What is asked:
Swap "each instance" for "every single instance" wherever it occurs in the listing below, and reproduce the listing with nothing else changed.

Input:
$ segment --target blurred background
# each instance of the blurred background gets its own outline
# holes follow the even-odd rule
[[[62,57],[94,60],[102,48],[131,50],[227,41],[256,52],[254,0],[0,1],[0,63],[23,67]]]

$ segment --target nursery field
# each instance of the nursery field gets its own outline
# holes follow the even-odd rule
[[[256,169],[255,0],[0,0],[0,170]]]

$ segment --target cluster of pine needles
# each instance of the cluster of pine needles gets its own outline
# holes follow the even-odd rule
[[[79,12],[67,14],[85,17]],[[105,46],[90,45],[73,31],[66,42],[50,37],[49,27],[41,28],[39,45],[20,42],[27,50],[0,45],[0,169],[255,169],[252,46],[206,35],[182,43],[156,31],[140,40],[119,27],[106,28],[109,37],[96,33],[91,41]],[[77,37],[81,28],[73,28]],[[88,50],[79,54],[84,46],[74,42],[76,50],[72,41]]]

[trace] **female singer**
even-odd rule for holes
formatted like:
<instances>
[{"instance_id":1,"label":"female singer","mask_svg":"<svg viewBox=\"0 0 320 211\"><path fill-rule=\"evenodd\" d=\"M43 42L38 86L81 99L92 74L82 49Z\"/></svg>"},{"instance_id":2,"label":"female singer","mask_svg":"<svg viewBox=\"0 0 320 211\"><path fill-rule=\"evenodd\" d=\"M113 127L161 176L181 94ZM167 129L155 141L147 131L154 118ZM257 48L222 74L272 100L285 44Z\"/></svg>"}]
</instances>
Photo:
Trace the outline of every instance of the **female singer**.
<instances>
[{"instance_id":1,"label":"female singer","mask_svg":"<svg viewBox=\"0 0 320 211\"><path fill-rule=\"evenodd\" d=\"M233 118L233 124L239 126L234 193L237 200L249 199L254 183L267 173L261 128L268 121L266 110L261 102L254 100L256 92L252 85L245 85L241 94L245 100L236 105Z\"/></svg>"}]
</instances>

Correct output:
$ segment --target blurred background
# every single instance of the blurred background gets its own outline
# holes follow the even-odd rule
[[[62,57],[94,60],[102,48],[131,50],[227,41],[256,52],[254,0],[0,1],[0,63],[23,67]]]

$ segment --target nursery field
# every single instance of the nursery field gets its own outline
# holes follow the even-odd rule
[[[256,169],[255,0],[0,0],[0,170]]]

$ segment --target cluster of pine needles
# every single instance of the cluster of pine needles gets its own outline
# holes follow the even-odd rule
[[[79,12],[67,14],[85,17]],[[105,46],[90,45],[73,31],[66,42],[50,37],[49,27],[41,28],[39,45],[20,42],[27,50],[0,45],[0,169],[255,169],[252,46],[206,35],[182,43],[156,31],[140,40],[119,27],[106,28],[109,37],[96,33],[91,41]],[[77,37],[81,28],[73,28]],[[88,50],[79,54],[84,46],[74,42],[76,50],[72,41]]]

[trace] **female singer**
even-odd rule for holes
formatted like:
<instances>
[{"instance_id":1,"label":"female singer","mask_svg":"<svg viewBox=\"0 0 320 211\"><path fill-rule=\"evenodd\" d=\"M43 42L38 86L81 99L92 74L82 49Z\"/></svg>"},{"instance_id":2,"label":"female singer","mask_svg":"<svg viewBox=\"0 0 320 211\"><path fill-rule=\"evenodd\" d=\"M113 127L161 176L181 94ZM167 129L155 141L147 131L154 118ZM257 48L222 74L272 100L285 44Z\"/></svg>"}]
</instances>
Photo:
Trace the outline of every instance of the **female singer**.
<instances>
[{"instance_id":1,"label":"female singer","mask_svg":"<svg viewBox=\"0 0 320 211\"><path fill-rule=\"evenodd\" d=\"M233 118L233 124L239 126L234 193L237 200L249 199L254 183L267 173L261 128L268 121L266 110L261 102L254 100L256 92L252 85L245 85L241 94L245 100L236 105Z\"/></svg>"}]
</instances>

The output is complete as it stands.